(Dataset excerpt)
========================================================================

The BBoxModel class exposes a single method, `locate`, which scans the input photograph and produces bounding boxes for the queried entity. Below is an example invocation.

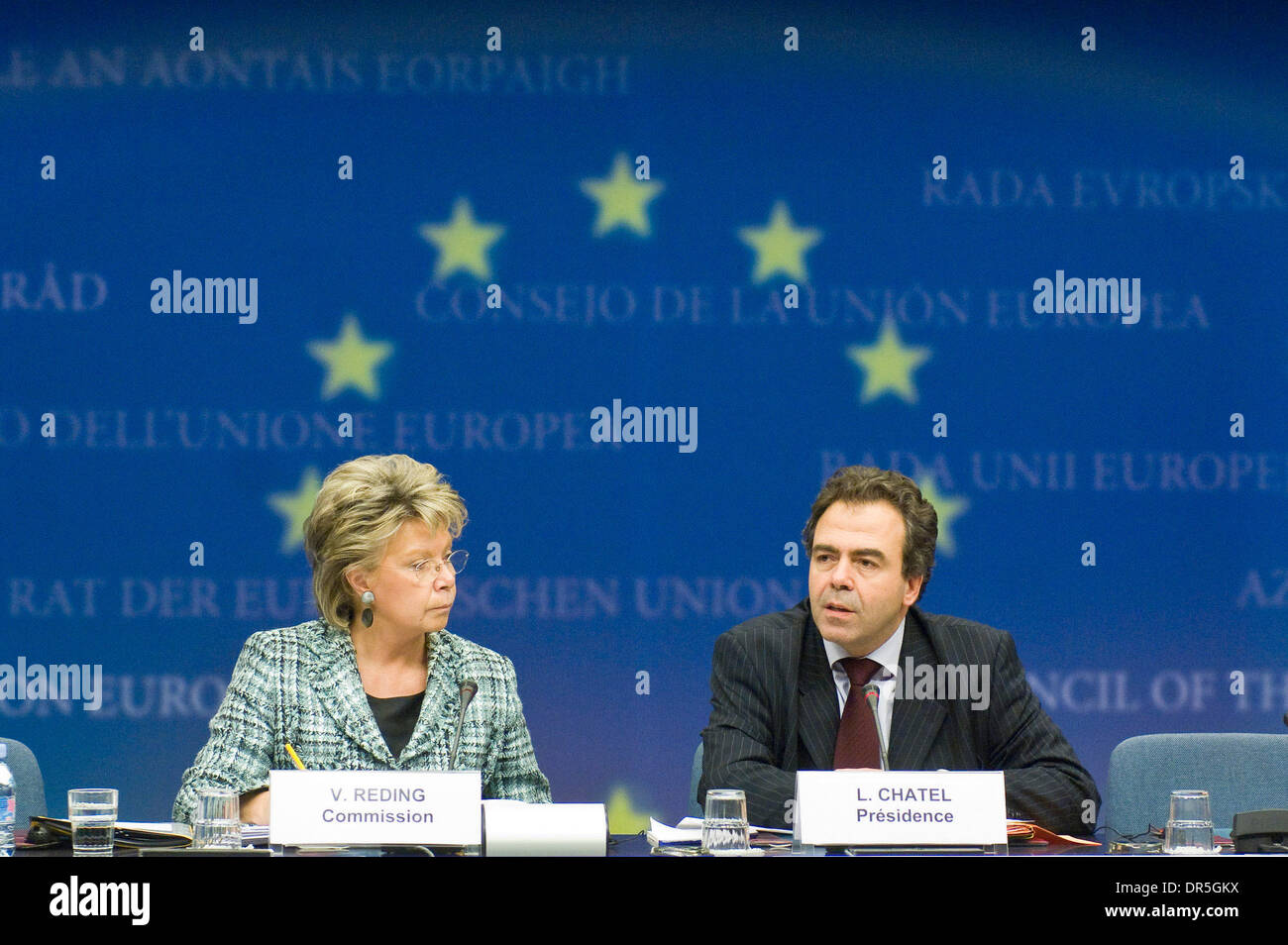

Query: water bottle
[0,742,17,856]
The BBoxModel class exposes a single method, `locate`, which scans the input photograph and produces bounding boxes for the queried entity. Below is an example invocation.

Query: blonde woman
[174,455,550,824]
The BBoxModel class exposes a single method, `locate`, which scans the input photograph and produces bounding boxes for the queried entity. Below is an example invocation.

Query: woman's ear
[344,566,371,597]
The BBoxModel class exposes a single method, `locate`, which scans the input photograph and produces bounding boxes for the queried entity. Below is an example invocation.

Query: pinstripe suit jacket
[698,600,1100,833]
[174,619,550,823]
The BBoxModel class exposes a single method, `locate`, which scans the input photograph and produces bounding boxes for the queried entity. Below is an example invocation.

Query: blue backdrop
[0,3,1288,829]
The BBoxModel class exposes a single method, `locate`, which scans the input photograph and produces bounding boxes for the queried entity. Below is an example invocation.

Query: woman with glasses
[174,455,550,824]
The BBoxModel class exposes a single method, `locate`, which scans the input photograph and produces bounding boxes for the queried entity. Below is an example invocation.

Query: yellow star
[604,785,649,833]
[268,467,322,555]
[738,201,823,283]
[306,312,394,400]
[581,155,665,236]
[917,476,970,558]
[845,318,930,403]
[417,197,505,280]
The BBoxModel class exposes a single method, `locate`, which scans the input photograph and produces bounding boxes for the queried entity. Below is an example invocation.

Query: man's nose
[832,558,855,587]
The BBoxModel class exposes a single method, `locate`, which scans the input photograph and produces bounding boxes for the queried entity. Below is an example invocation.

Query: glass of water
[702,788,751,856]
[192,788,241,850]
[1163,790,1215,856]
[67,788,116,856]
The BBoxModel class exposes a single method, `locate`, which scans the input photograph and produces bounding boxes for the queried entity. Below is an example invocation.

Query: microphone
[447,680,480,772]
[863,682,890,772]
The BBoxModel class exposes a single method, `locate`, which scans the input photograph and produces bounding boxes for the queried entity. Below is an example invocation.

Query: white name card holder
[793,772,1006,856]
[268,772,483,852]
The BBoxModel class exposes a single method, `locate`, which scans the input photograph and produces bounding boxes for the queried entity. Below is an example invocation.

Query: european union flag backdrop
[0,3,1288,830]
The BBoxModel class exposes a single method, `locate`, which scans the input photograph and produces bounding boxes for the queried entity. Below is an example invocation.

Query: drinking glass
[67,788,116,856]
[702,788,751,856]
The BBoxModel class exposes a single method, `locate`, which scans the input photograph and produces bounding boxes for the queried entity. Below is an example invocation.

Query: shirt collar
[823,613,909,679]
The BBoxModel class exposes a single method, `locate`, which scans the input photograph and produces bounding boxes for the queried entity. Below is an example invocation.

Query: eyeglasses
[407,549,471,581]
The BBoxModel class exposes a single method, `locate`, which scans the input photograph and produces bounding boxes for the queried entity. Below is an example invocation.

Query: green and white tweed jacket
[174,619,550,823]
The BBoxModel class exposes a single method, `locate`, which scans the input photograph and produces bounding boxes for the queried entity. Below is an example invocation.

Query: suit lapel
[889,607,948,772]
[398,631,463,769]
[305,627,394,768]
[798,607,841,772]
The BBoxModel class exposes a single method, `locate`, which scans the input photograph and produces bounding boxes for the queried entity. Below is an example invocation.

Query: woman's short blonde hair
[304,454,467,627]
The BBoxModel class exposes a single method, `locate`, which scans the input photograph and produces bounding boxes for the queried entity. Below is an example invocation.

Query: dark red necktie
[832,657,881,770]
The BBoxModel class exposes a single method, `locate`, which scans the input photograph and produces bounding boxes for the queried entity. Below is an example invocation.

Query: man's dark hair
[802,467,939,600]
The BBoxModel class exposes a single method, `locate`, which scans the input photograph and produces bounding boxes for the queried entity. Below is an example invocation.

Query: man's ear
[903,575,926,606]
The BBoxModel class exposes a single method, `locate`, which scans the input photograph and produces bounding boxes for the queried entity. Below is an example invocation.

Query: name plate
[268,772,483,846]
[795,772,1006,846]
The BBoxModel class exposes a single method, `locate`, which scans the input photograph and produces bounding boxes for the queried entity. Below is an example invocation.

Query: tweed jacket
[174,619,550,823]
[698,598,1100,833]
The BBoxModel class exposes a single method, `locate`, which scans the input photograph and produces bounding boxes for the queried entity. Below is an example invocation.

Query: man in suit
[698,467,1100,833]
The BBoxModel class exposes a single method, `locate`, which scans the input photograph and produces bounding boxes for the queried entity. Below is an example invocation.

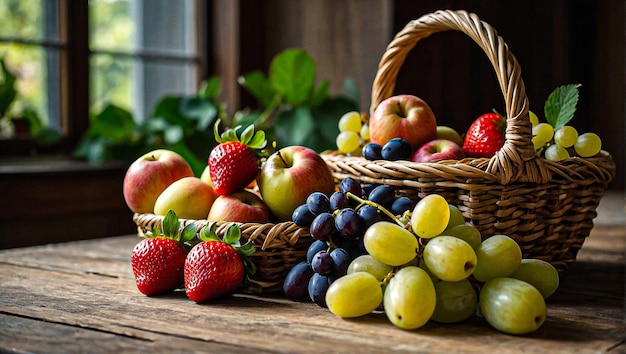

========================================================================

Rewrite all the material above as a numbered list with one line per item, skipping blank lines and leaving the pictures out.

> [Final result]
1. The BBoxModel class exposes a single method, `locate`, which scans the input photograph and produces bounding boxes for the queried entity. Below is an example invocation.
2. Query: water bottle
3. [0,742,17,856]
4. The BBoxModel class exposes a single method, `locate`, which scans the input photograph and produces bounding boxes for the queried entity. Below is an example invocation.
5. Query: blonde woman
6. [174,455,550,824]
7. The BBoxModel class exposes a single method, `locate`, which scans the input photograph and produces bounding boxes for the queried entity. Below is an example invocation.
8. Query: woman's ear
9. [344,566,371,597]
10. The BBoxModel class exposes a single method, `locate`, which scans the input photograph and produces bounding boxes for the queried entity. Below is an example invocation.
11. Query: pinstripe suit jacket
12. [698,600,1100,833]
13. [174,619,550,823]
14. The BBoxModel class exposes a single method, `locate`, which scans the input photograph and produces bounding boxes for the queried entity. Below is an example invocation.
15. Query: blue backdrop
16. [0,3,1288,829]
17. The BBoxModel class exposes a single method, `locate`, which scans the input photograph and produces bounding boxes for the queried entity. Below is an example invocation.
18. Query: woman with glasses
19. [174,455,550,824]
20. The BBoxModel class exposes a single method, `locate`, which scans the input photograph and produces bounding boxes for the queried entity. Below is an example invocation.
21. Query: yellow star
22. [604,785,649,833]
23. [268,467,322,555]
24. [738,201,823,283]
25. [306,312,394,400]
26. [581,155,665,236]
27. [917,476,970,558]
28. [845,318,930,403]
29. [417,197,505,280]
30. The BBoxModel class exposes a single method, `locate`, which scans the input photograph and produces bounding boxes for the queried entity. Below is an example invocation.
31. Query: man's nose
32. [832,558,855,587]
33. The BBoxModel class exposes a single method, `locate`, which scans the input photograph and produces bounding boxes for the queried entity. Below is an example invocation.
34. Query: glass of water
35. [702,788,751,856]
36. [192,788,241,850]
37. [1163,790,1215,856]
38. [67,788,116,856]
39. The BBoxModel class exposes a single method, `locate`, which scans the input photograph and produces bounding boxes for the queried entity. Below is an example invocation.
40. Query: microphone
41. [447,680,480,772]
42. [863,682,890,772]
43. The BBoxModel class exposes a single method, `locate`, which scans the input photograph and produces bounding boxes for the queried entity. Below is an example invocation.
44. Query: white name card holder
45. [793,772,1006,856]
46. [268,772,483,852]
47. The BBoxModel class exposes a single method, `locate`, which scans the input photograph and produces bounding boxes for the queried entity. Below is an example invocation.
48. Query: european union flag backdrop
49. [0,3,1288,830]
50. The BBoxModel class exposes a single method, `locate`, which scans the input photograph and produces bounding boxes for the queried entity. Below is an example invocation.
51. Query: drinking glass
52. [67,788,116,856]
53. [702,788,751,856]
54. The BBoxModel class exposes a single method, `locate`, which scans the input photograph and produces bounding boxes for the queried entity. Below is an example invocation.
55. Query: shirt collar
56. [823,613,909,679]
57. The BBoxModel class exposes a single method, `locate`, which scans the input photograph and produces bounding boxes for the queried entity. Below is an example invocation.
58. Query: eyeglasses
59. [407,549,471,581]
60. The BBoxModel class exposes a single method, `locate`, which scans the input photograph and produces bounding boxes for the queried entity. Below is an example invocation.
61. Query: green and white tweed jacket
62. [174,619,550,823]
63. The BBoxModel class exposes a single method, `locate`, which scans the input photograph and produces bounding boxes for the queried entity. Below is an example invocation.
64. Query: suit lapel
65. [889,607,948,772]
66. [398,631,463,769]
67. [305,627,394,768]
68. [798,607,841,772]
69. The BBoxModel class exposes a single method, `locate`, which scans the input photograph and produces bounding boxes for the queried entity. Below is an example invocation.
70. Query: woman's short blonde hair
71. [304,454,467,627]
72. The BBoxModel class exposes a single method, `locate`, which scans the input photograph and produces bounding boxes for the queried entity. Below is an example invocation.
73. Query: dark red necktie
74. [832,657,881,770]
75. The BBoxModel class exposes a single method, `locate`, which scans the input photograph and produces bounding boxes for the queried entity. Below is an example invocation.
76. Query: man's dark hair
77. [802,467,939,600]
78. The BBoxModel class exposes a single method, `locate`, which scans the input photograph and produces bounding boxes for the queried entity. Below is an example invocation.
79. Query: man's ear
80. [903,575,926,606]
81. The BBoxModel class exposes a single method, `locate`, which scans the input photograph and produces bounding boxes for the queried entity. Below is an example invocation.
82. Query: name plate
83. [268,772,483,846]
84. [795,772,1006,846]
85. The BBoxModel class exposes a single method, `locate`, which scans the input photograph and produces bounding boxes for the queried entity. Below is an example invocation.
86. Query: tweed jacket
87. [174,619,550,823]
88. [698,598,1100,833]
89. The BBoxModel class exposes a single method, `locate`, which scans the input photograph and produces bounding boxes for the queried entity. Below is an example invocation.
90. Query: man in suit
91. [698,467,1100,833]
92. The BBoxModel class exposes a single method, `locate`, which scans the input photograph and produces bounding boxes for the queried entity. Below is an example invocation.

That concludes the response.